◆ To do
[A] According to the mindfulness essay, what is our personality or ego a collection of? List each item it names.
[B] Reproduce word for word the lines of the records from the one containing "point: shirt cuff" through the end of the records, inclusive.

Why does it hurt so much?

Whether it’s part of our spiritual practice or it began for us after awakening, mindfulness is a subtle shift in focus that keeps our attention held lightly in the present moment. We find ourselves spending more and more time simply being present with what is.

This is a great gift in one sense. Colours can seem brighter, our interest in nature might be renewed. We literally take time to smell the flowers and watch the playful dance of the insects that float over the lawn. But mindfulness has another side to it. Sooner or later we begin to tune into this human form, and within it we start to notice the energies and feelings that are present and which may have lain buried and undisturbed there, sometimes for years.

This new sensitivity can be a shock at first and not a welcome one. We may notice deep pools of fear or anger, sadness or rage, locked up in messy pockets in the throat, chest or abdomen. When we first tap into these sensations it can seem like there’s something wrong and we may even look for a way to get rid of them.

Carole Luby 2015

Carole Luby 2015

But perhaps the best advice is to wait. These feelings have very likely been there a long time; they just haven’t been paid any attention in a while. What do we need to do about them? We really don’t need to ‘do’ anything, that’s just the judging mind firing up like it always does. But if we want to understand, to see clearly then we can start by looking more closely…

In one sense our personality or ego is nothing more than a collection of thoughts, opinions, beliefs, tendencies and preferences. Conditioned by experience, culture, gender, it’s what we think about certain people, certain viewpoints, certain situations. What we’re often less aware of is the emotional energy that we invest into each of these.

[Location annotation dataset excerpts]
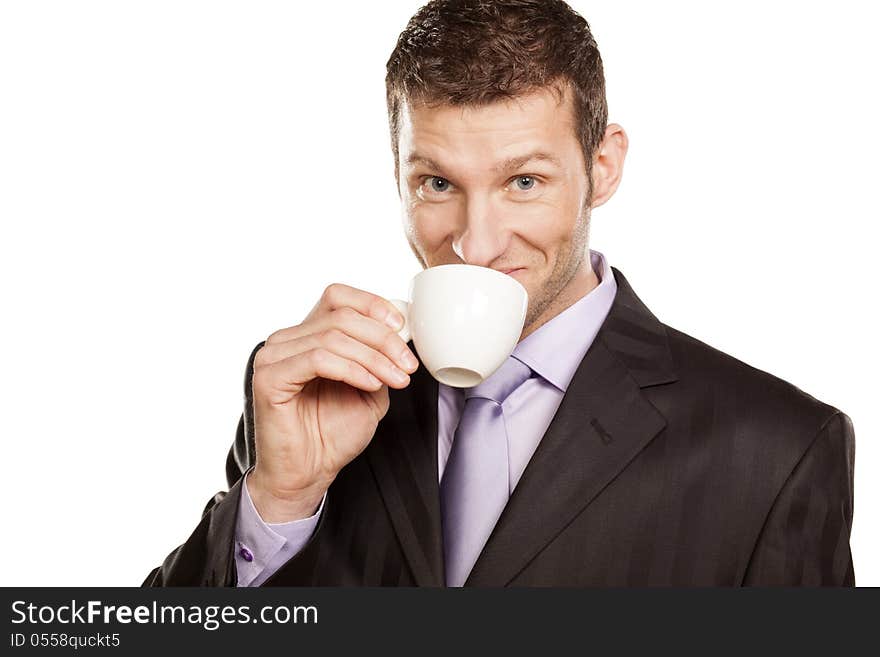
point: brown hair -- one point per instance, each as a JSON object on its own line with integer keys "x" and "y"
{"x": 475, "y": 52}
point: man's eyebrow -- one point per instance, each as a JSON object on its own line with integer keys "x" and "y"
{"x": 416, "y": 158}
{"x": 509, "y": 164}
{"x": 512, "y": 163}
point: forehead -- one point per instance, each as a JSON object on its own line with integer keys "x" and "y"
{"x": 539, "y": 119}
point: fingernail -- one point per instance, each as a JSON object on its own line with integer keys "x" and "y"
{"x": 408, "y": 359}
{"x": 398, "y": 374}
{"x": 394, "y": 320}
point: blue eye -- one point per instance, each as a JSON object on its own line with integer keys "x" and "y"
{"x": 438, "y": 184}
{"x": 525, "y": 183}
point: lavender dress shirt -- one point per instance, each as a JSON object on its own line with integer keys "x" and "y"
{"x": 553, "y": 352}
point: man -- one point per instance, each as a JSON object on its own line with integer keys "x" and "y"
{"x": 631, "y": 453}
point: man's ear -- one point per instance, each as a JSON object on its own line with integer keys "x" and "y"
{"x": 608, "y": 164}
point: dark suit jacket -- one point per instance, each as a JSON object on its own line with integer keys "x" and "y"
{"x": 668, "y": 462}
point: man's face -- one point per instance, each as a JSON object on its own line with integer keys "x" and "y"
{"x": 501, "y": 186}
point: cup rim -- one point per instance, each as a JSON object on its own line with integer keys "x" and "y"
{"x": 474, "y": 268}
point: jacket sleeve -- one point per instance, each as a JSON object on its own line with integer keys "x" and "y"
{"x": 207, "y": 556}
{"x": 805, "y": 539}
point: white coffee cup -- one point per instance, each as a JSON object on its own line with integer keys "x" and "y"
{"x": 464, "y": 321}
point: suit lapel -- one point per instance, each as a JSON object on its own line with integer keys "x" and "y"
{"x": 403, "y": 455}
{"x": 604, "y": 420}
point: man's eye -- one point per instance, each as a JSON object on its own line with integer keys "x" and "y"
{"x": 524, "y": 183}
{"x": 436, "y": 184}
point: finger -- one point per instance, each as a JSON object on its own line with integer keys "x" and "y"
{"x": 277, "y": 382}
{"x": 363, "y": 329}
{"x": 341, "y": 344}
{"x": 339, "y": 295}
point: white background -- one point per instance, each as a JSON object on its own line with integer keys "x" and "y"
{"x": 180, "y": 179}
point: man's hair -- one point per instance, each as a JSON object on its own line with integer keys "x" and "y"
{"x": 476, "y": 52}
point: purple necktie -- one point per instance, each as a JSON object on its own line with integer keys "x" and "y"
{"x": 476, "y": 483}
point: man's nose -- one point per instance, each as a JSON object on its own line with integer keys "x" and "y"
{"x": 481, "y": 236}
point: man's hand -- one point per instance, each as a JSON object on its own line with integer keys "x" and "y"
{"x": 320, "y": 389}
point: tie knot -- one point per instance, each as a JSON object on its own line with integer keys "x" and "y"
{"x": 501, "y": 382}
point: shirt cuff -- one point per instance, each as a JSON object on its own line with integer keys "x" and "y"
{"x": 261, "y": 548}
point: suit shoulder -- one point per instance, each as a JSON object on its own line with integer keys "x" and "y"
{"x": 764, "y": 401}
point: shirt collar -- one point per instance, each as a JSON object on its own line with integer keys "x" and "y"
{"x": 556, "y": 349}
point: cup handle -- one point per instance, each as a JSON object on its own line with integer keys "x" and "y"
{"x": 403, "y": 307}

◆ Full answers
[A] Thoughts, opinions, beliefs, tendencies and preferences.

[B]
point: shirt cuff -- one point per instance, each as a JSON object on its own line with integer keys "x" and "y"
{"x": 261, "y": 548}
point: suit shoulder -- one point per instance, each as a JSON object on its own line with integer keys "x" and "y"
{"x": 764, "y": 401}
point: shirt collar -- one point per instance, each as a JSON object on its own line with integer keys "x" and "y"
{"x": 556, "y": 349}
point: cup handle -- one point per instance, each as a JSON object on its own line with integer keys "x" and "y"
{"x": 403, "y": 307}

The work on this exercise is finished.